+++ Document passage
Arthur Rothstein “Bank that failed. Kansas” May 1936
Few may have noticed it to date, but it’s not like we still live in the same world, just with lower oil prices. We live in a different world altogether, with the changes between the new and old brought about by the (impending) disappearance of a lot of – virtual – money, or credit, give it a name, and the difference between oil at $110 and oil at $50.
And for the same reason Dorothy feels it necessary to point out to Toto where they find themselves, we have to tell people out there who may think they are indeed still in Kansas that no, they’re not. Or, if we play around with the metaphor a bit, they’re in Kansas, but a tornado has passed through and rendered the entire state unrecognizable.
A big problem is that for most people, Kansas is what the state tourist bureau (re: US media) says it is, all generously waving corn and sunshine, not the bleak reality they actually live in. It’s not easy to figure things out when so much rests on you being and remaining ignorant.
But whether we like it or not, and understand it or not, there’s a major reset underway as we speak. The fake impression, the false picture, of the economy, delivered by global central bank stimuli over the past years, is starting to unravel, as I talked about in Will Oil Kill The Zombies?. And the central banks are starting to figure out that doing more of the same may not work anymore to keep up keeping up appearances.
++++++
+++ Supplied records
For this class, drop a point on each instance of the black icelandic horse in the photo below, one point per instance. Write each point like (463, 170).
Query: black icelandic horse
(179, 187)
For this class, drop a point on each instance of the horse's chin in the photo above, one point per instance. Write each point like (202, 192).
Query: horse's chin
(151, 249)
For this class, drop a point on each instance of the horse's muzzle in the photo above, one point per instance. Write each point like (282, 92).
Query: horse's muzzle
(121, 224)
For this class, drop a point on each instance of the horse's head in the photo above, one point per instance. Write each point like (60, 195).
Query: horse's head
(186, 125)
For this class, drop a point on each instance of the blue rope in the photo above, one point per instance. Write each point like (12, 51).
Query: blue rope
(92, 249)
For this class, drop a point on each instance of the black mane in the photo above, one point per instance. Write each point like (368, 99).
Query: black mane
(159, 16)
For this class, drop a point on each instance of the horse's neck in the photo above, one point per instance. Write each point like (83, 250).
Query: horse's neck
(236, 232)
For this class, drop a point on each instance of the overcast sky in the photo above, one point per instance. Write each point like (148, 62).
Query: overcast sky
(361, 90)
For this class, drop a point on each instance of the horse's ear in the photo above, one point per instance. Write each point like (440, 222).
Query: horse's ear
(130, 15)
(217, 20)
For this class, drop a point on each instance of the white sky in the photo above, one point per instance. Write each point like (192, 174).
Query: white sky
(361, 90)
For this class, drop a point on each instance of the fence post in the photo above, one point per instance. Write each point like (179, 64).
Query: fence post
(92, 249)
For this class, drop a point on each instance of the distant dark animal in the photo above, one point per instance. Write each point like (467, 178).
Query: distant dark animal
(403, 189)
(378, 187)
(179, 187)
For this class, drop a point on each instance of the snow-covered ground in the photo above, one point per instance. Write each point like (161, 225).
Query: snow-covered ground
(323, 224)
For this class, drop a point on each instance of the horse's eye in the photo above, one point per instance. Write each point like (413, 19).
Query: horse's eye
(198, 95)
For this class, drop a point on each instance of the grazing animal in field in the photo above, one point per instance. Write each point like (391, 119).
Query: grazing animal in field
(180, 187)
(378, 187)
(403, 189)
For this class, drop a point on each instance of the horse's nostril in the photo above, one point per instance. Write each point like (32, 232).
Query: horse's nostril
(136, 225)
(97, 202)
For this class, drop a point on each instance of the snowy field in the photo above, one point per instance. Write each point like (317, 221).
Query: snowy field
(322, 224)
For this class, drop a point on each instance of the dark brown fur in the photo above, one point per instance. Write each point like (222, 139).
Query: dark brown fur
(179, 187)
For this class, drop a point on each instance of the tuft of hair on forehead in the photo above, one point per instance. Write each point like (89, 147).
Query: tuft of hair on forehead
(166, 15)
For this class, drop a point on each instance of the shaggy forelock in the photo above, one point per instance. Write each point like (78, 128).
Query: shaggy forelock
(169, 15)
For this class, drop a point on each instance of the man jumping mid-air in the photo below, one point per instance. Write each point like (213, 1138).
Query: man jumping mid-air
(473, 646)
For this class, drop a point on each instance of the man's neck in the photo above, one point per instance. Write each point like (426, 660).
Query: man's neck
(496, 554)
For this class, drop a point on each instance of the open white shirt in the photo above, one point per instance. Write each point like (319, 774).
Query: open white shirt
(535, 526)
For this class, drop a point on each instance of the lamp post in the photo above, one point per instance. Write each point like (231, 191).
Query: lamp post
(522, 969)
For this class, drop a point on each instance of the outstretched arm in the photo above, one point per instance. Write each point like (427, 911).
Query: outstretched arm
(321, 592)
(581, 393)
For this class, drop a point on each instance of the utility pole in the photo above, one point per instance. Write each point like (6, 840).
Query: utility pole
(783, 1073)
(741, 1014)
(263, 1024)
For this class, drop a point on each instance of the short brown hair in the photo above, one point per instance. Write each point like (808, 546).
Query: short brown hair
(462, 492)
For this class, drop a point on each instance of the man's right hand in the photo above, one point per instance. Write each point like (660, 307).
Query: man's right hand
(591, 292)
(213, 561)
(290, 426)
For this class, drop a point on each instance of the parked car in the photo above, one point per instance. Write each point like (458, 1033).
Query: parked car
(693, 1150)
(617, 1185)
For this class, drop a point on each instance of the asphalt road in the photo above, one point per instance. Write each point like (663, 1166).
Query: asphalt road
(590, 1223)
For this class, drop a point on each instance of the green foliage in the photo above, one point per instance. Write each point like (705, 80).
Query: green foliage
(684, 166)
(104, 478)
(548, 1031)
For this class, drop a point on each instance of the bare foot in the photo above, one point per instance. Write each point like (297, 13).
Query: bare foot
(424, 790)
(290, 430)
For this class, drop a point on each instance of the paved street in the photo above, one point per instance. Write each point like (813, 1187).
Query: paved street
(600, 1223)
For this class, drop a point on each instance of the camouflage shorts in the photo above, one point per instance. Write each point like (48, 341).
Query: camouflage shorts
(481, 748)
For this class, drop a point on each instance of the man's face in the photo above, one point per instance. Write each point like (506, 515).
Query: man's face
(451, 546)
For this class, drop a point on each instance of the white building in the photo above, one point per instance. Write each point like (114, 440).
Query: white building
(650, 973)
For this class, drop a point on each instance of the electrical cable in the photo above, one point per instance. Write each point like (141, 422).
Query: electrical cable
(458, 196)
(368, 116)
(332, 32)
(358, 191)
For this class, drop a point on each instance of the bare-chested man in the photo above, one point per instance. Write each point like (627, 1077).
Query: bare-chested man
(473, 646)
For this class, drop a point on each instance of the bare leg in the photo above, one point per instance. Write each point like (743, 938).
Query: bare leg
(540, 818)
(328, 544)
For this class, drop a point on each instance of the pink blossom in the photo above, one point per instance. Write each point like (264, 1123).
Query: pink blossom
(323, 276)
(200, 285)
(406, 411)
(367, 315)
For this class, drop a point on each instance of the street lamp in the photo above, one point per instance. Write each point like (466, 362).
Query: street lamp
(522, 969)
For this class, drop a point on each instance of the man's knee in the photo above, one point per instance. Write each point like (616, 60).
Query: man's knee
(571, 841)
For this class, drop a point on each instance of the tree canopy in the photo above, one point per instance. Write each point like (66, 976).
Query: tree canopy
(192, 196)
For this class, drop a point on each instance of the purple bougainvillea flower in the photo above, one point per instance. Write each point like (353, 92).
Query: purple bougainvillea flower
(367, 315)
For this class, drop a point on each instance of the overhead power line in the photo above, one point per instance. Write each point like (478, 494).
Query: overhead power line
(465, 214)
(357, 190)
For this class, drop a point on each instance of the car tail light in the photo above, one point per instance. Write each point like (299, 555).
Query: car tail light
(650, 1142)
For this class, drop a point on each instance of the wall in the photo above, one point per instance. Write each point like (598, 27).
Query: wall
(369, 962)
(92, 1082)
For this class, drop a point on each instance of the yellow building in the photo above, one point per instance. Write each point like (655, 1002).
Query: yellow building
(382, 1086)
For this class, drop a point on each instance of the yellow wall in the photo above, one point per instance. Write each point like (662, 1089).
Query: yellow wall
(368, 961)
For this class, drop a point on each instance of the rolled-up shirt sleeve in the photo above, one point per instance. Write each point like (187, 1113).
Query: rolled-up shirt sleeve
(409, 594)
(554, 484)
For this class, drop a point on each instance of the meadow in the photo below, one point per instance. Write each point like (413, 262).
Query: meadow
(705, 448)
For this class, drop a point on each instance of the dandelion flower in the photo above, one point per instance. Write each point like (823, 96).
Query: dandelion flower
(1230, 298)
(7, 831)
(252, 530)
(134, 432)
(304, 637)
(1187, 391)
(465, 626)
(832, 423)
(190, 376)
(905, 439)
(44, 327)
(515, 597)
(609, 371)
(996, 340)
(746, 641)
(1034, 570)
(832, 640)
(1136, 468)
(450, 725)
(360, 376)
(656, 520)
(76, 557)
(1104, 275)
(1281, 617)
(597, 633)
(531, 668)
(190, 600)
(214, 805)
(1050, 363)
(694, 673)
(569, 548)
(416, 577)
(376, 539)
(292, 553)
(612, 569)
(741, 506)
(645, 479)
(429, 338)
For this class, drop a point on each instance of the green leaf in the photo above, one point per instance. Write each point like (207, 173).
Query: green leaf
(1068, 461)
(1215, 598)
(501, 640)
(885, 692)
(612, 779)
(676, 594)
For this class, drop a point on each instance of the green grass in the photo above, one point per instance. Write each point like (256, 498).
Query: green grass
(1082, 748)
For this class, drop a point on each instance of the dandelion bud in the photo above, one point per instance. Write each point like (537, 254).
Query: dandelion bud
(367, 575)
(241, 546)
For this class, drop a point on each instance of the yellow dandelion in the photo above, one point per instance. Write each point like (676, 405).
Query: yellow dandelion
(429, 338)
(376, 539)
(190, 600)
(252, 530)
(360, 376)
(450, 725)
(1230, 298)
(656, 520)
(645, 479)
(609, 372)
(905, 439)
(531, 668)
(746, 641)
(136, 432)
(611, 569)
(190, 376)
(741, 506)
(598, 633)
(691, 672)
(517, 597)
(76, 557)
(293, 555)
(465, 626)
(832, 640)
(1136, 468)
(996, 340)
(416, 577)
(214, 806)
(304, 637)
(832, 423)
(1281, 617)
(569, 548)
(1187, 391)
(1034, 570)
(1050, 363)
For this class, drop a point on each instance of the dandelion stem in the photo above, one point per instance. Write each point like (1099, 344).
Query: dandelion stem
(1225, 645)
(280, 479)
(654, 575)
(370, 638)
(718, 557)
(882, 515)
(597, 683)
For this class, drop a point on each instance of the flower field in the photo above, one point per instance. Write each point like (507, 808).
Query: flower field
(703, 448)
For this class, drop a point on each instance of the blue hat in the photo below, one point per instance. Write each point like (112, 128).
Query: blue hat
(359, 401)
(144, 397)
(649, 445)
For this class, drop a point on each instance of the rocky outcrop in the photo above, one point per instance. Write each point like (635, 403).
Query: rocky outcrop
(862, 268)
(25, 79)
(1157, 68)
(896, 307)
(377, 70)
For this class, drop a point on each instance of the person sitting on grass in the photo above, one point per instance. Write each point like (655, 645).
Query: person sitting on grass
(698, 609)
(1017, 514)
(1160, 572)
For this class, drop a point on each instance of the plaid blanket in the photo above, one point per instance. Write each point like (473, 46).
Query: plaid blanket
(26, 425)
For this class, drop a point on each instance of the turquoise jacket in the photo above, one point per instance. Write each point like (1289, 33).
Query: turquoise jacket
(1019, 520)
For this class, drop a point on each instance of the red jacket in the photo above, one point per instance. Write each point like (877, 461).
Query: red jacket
++++++
Problems to solve:
1: In the economic reset passage, which two oil prices mark the difference between the old world and the new?
2: List every person or animal the economic reset passage mentions by name.

Outputs for the tasks:
1: Oil at $110 and oil at $50.

2: Arthur Rothstein, Dorothy, Toto